**ЗАДАНИЯ ДЛЯ ВЫПОЛНЕНИЯ:**
**A.** Воспроизведите дословно фрагмент текста о раве Зильбере, начиная со слов «Рав Зильбер пришел» и продолжая вплоть до слов «и нерушимых законах.».
**B.** Напишите продолжение текста о раве Зильбере, начиная сразу после его последнего предложения.

Делали все быстро потому, что мальчику предстояло пойти в школу, где отсутствие знака Завета могло сильно испортить его отношения с другими детьми. Рав Зильбер сам пережил преследования, сам нес знак своей непохожести на окружение. Рав Зильбер с детства познал тяжелую ненависть антисемитов. Как-то он рассказал мне, что жил в ссылке в Сибири и преподавал в сельской школе математику. Рав носил одежду, приличную религиозному еврею, по субботам приходил на занятия, однако избегал писать и нарушать другие заветы. В деревне отродясь живого еврея не видали, и к раву Зильберу очень хорошо относились. Однако там дружно ненавидели и боялись мистических евреев-христоубийц.

Рав Зильбер пришел на церемонию обрезания и был посаженным отцом – сандаком и даже привел с собой нескольких очень известных гостей из иерусалимского раввинского истеблишмента, в том числе всемогущего рава Г., отвечавшего за гиюр в русских репатриантов Иерусалиме. Глядя на фотографии церемонии, никто бы не посмел сказать, что там что-то могло быть не по закону. Позже звонки и рекомендательные письма влиятельных американских раввинов сыграли свою роль, и мальчика записали в еврейский народ. Мудрецы Талмуда говорят, что спасший одну человеческую душу, как бы спасает целый мир. Рав Зильбер оказался прав и избавил еврейскую семью от излишних мучений, бюрократии, бездушной волокиты и формалистических придирок, якобы основанных на древних и нерушимых законах.

(Фрагменты из набора данных)

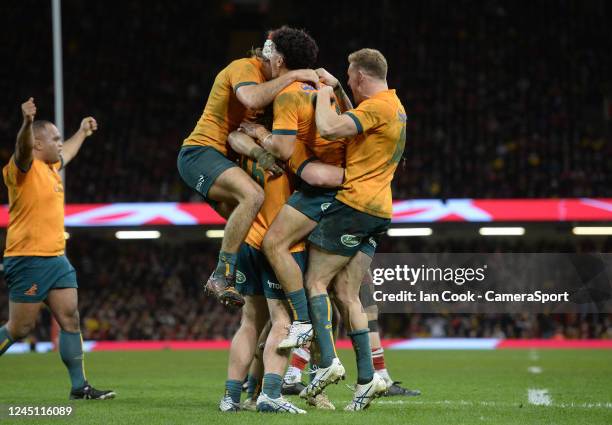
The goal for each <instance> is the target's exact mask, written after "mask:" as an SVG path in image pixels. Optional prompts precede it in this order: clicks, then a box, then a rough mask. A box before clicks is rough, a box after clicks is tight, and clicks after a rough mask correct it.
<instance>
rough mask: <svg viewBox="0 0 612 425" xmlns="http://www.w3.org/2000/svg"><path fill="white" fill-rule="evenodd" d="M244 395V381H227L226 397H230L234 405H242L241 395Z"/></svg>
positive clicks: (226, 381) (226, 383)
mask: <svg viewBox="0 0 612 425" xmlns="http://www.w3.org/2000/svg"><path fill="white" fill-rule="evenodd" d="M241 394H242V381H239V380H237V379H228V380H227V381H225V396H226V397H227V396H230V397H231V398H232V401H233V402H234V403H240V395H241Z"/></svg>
* * *
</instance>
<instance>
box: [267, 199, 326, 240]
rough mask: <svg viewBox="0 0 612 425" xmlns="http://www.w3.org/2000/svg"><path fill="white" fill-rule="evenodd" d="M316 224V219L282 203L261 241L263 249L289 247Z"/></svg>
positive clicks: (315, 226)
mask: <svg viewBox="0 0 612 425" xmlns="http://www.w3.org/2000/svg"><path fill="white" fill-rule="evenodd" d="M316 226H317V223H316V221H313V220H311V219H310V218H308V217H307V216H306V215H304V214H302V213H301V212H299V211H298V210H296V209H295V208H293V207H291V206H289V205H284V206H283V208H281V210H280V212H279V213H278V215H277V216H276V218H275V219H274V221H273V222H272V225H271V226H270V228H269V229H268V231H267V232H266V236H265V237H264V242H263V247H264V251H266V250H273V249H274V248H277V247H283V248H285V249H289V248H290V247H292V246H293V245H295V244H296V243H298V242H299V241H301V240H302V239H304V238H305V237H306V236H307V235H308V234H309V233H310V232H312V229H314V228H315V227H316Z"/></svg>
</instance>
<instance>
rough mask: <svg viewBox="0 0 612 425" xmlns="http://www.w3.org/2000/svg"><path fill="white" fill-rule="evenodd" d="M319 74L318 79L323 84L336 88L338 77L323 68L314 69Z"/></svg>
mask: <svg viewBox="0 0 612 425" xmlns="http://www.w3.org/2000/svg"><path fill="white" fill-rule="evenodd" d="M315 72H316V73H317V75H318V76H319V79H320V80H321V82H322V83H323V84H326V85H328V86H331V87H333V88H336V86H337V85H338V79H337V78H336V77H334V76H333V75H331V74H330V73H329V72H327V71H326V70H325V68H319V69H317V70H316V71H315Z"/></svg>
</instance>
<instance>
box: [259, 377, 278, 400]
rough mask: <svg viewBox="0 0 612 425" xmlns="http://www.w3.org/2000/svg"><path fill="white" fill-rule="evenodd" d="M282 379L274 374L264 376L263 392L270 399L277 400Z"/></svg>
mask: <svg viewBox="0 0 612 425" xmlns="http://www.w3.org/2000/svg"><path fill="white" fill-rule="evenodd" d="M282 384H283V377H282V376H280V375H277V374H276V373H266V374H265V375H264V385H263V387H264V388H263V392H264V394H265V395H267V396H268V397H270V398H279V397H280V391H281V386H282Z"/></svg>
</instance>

**ОТВЕТЫ К УПРАЖНЕНИЮ:**
**A.**
Рав Зильбер пришел на церемонию обрезания и был посаженным отцом – сандаком и даже привел с собой нескольких очень известных гостей из иерусалимского раввинского истеблишмента, в том числе всемогущего рава Г., отвечавшего за гиюр в русских репатриантов Иерусалиме. Глядя на фотографии церемонии, никто бы не посмел сказать, что там что-то могло быть не по закону. Позже звонки и рекомендательные письма влиятельных американских раввинов сыграли свою роль, и мальчика записали в еврейский народ. Мудрецы Талмуда говорят, что спасший одну человеческую душу, как бы спасает целый мир. Рав Зильбер оказался прав и избавил еврейскую семью от излишних мучений, бюрократии, бездушной волокиты и формалистических придирок, якобы основанных на древних и нерушимых законах.

**B.**
“Раввины не измышляли законов-галахот, - пишет замечательный американский исследователь Талмуда Джуда Голдин. - Раввины вносили ясность в изучение закона, адаптируя их к меняющимся условиям. Раввинские постановления галахот защищают закон от окостенения, а общество от фундаментализма”. Я навсегда запомнил одно из поучений-галахот рава Зильбера, лучше всего выражающее для меня жизнеутверждающую силу иудаизма.

“Задались наши мудрецы, благословенна их память, вопросом, а почему нет в Торе имен мудрецов Синедриона времен пророка Моисея - Моше рабейну? И нашли ответ, что сделано это для того, чтоб в каждом поколении не встал кто нибудь и не сказал, что вот были тогда учителя и мудрецы, более великие, чем в нынешнем поколении. Потому, что всегда решает мнение нынешних учителей, живущих сообразно нынешней жизни”.